SUPPLIED MATERIAL below:
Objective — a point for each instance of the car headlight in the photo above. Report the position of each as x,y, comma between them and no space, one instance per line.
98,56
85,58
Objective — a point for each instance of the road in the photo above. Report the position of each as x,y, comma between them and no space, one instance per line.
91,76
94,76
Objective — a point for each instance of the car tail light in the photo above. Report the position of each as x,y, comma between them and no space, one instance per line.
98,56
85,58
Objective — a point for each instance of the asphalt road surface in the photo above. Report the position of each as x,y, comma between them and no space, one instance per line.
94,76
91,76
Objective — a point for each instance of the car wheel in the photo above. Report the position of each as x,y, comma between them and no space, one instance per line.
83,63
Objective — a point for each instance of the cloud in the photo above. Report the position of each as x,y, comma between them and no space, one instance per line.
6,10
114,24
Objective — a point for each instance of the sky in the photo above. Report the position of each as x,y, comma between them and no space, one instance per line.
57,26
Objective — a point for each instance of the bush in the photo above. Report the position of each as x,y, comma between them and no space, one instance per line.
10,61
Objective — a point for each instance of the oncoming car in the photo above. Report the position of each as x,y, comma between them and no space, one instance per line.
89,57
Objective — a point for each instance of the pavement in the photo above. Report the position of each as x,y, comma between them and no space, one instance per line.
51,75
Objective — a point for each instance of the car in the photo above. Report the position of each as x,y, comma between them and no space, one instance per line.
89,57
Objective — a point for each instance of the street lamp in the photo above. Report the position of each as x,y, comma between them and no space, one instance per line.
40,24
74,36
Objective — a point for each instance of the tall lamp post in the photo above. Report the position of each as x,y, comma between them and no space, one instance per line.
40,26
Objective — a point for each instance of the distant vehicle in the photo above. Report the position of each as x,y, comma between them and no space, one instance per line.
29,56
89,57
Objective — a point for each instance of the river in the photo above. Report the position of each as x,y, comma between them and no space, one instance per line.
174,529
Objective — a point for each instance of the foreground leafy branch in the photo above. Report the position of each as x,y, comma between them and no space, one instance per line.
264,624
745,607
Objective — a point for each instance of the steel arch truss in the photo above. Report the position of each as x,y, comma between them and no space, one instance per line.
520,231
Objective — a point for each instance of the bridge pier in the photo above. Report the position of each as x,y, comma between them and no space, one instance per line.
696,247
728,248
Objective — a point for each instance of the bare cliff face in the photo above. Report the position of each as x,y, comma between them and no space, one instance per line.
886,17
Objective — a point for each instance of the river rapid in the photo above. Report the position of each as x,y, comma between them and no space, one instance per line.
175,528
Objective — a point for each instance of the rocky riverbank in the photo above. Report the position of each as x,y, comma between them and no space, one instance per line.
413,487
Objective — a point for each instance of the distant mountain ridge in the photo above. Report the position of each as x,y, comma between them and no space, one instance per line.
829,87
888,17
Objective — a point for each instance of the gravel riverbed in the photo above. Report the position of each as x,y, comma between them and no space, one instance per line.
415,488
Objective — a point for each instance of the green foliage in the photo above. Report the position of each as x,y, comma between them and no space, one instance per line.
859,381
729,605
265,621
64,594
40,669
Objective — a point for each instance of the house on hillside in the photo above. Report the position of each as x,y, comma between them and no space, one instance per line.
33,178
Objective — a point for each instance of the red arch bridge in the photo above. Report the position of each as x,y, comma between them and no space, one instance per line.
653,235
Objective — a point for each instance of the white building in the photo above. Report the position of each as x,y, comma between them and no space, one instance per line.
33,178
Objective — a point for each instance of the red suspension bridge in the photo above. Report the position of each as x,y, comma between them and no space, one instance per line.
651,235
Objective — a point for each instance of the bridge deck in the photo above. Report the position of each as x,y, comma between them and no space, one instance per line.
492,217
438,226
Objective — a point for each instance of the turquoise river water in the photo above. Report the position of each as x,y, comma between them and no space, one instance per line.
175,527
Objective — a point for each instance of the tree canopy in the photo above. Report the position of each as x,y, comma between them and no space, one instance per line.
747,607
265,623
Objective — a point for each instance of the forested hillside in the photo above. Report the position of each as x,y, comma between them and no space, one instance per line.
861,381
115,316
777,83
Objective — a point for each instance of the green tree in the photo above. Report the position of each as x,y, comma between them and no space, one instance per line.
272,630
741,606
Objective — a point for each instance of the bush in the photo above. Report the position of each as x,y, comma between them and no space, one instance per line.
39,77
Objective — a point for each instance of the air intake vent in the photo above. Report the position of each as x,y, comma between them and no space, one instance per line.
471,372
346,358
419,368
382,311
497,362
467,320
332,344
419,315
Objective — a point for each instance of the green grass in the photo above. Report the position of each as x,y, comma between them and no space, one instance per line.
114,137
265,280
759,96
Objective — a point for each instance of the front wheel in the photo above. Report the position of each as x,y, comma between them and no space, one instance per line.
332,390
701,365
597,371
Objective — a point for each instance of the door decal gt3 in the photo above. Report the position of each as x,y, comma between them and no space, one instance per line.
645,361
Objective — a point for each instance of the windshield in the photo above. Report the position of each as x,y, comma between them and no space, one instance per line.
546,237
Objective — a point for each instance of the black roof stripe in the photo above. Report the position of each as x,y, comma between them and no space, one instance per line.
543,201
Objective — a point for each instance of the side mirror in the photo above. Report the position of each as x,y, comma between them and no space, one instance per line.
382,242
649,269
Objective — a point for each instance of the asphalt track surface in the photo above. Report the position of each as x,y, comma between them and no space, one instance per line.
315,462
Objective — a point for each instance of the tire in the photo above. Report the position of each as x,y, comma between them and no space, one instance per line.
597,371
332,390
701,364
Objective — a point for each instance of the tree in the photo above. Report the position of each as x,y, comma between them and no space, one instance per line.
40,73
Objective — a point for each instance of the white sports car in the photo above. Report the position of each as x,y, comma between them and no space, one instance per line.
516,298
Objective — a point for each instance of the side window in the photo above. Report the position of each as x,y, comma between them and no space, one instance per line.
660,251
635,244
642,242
End of SUPPLIED MATERIAL.
(YOUR ASSIGNMENT): Your answer should be every entry above, repeated exactly.

(RESPONSE):
Objective — a point for each instance of the car headlight in the photo above. Report the position of each as x,y, comma between them and no space, one instance per line.
98,56
85,58
Objective — a point for each instance of the road in the photo above. Report the position of each as x,y, comma between them and no space, one instance per line.
91,76
94,76
Objective — a point for each instance of the car tail light in the photo above. Report the position of each as x,y, comma between them and no space, one instance per line.
98,56
85,58
Objective — a point for each instance of the asphalt road surface in the photo above. Report the position of each as x,y, comma between them and no space, one instance per line.
94,76
91,76
Objective — a point for each instance of the car wheel in the photo above. Report the position of each as x,y, comma between them and no space, one instance per line.
83,63
Objective — a point for each instance of the cloud in the photo above. Report the position of each as x,y, comma between them and no space, one instance per line.
6,10
114,24
Objective — a point for each instance of the sky in the photo above. Report the position of each as x,y, comma between them and no space, one instance per line.
57,26
Objective — a point for each instance of the bush in the photo above. Report the position of each as x,y, comma between them and no space, one instance per line.
10,61
Objective — a point for each instance of the oncoming car in the photo above. Report the position of each as x,y, comma between them and no space, one instance per line.
89,57
Objective — a point for each instance of the pavement in the photo above. Report the position of each as x,y, comma between them and no space, one instance per line.
51,75
Objective — a point for each instance of the car in the photo above. Report the position of each as x,y, comma between them and no space, one instance per line.
89,57
Objective — a point for each instance of the street lamp in the photo above. Report the position of each as x,y, comma between them and no space, one instance per line.
40,24
74,36
Objective — a point for each instance of the tall lamp post in the photo above. Report the position of each as x,y, comma between them and no space, one instance per line.
40,26
Objective — a point for each instance of the distant vehicle in the photo above. Report the position of each as x,y, comma between them and no space, one instance per line.
29,56
89,57
Objective — a point for each instance of the river in the photo above. Report the position of each as x,y, comma between them and no space, one instance per line.
174,529
Objective — a point for each instance of the foreground leafy branch in the photo above. Report the position of each as x,y, comma between them and no space, one instance per line.
264,624
745,607
Objective — a point for each instance of the steel arch truss in the photo above. Report the position of each as x,y, comma between them and no space, one instance per line.
520,231
Objective — a point for each instance of the bridge pier in the photo above. Report the position of each as x,y, comma between them and no space, one instance per line.
696,247
728,248
Objective — a point for each instance of the bare cliff face in the photo above. Report the position of each as x,y, comma between them and no space, one instance per line.
886,17
Objective — a point for each instance of the river rapid in the photo above. Report the position of each as x,y, comma between them and no space, one instance per line.
175,528
Objective — a point for each instance of the rocky riverbank in the photo above. Report the position of each as x,y, comma between them and no space, one instance per line.
413,487
Objective — a point for each instance of the distant mountain ridge in the photo above. Report the position of each as x,y, comma between them and no space, one instance per line.
829,87
888,17
Objective — a point for each instance of the gravel riverbed in the photo above. Report the position of each as x,y, comma between them and no space, one instance per line.
415,488
Objective — a point for each instance of the green foliage in the photo above. Report the position of each as x,y, comma between them and no space, one instance per line.
859,381
729,605
265,621
64,594
40,669
Objective — a point for each instance of the house on hillside in the photo above. Report the position of each as x,y, comma between them and no space, one instance per line.
33,178
Objective — a point for each instance of the red arch bridge in the photo above. Report the position of each as x,y, comma between them and no space, one instance per line.
653,235
Objective — a point for each instance of the white building in the photo above. Report the position of each as x,y, comma between them and no space, one instance per line.
33,178
Objective — a point for each instance of the red suspension bridge in the photo above. Report the position of each as x,y, comma between them and no space, one instance per line.
651,235
Objective — a point for each instance of the bridge deck in the photo above. Report the position of each as x,y, comma between them and no space, one instance per line.
492,217
438,226
Objective — a point for each instance of the turquoise river water in the photo above. Report the position of each as x,y, comma between them and no space, one instance per line.
175,527
Objective — a point for each instance of the tree canopy in the photo above. Report the position of each as x,y, comma between them and no space, one instance per line.
747,607
265,623
Objective — a point for each instance of the forested hillside in the photo above. Report the position of each as x,y, comma between them and no space, one instance per line.
861,381
115,316
777,83
Objective — a point for each instance of the green tree in the photo above. Report the position of each as x,y, comma between them and no space, one instance per line.
272,630
741,606
Objective — a point for each instance of the bush in the photo above. Report the position of each as x,y, comma between them and no space, one instance per line.
39,77
Objective — a point for each instance of the air intake vent in the photo above. Report the position of each as x,y, comma between them and no space, one instance per line.
471,372
346,358
419,368
382,311
497,362
467,320
332,344
419,315
Objective — a point for each instance of the green grass in the photo above. Report the position of each as x,y, comma between them and no space, one instance per line.
114,137
265,280
759,96
Objective — a point for each instance of the front wheel in the photo above. Report the position of each as x,y, comma between them and no space, one instance per line.
332,390
701,365
597,371
Objective — a point for each instance of the door decal gt3 in the photo above. Report the position of each as x,y, comma between them and no space, one instance per line.
645,361
Objective — a point for each instance of the windshield in the photo above. Report the position of each as x,y, comma between them and no space, one instance per line.
546,237
Objective — a point for each instance of the black roof stripe in the photo above. Report the position of each as x,y, comma between them and no space, one instance per line.
543,201
Objective — a point for each instance of the side mirror in the photo above. Report the position of each as x,y, comma between them and no space, one instance per line.
382,242
649,269
Objective — a point for each instance of the asphalt track surface in the photo above. Report the position of each as x,y, comma between them and no space, one instance per line.
315,462
Objective — a point for each instance of the tire in the photo above. Report the position of each as x,y, comma between them and no space, one instance per line.
597,371
332,390
701,364
Objective — a point for each instance of the tree in the photo above. Report the position of each as x,y, comma between them and no space, one instance per line.
40,73
Objective — a point for each instance of the white sports car in the photo above. Report the position of each as x,y, comma between them and no space, one instance per line.
516,298
Objective — a point for each instance of the side window in the photo above. Report the position of each as x,y, comma between them and no space, one instance per line.
660,251
635,244
642,242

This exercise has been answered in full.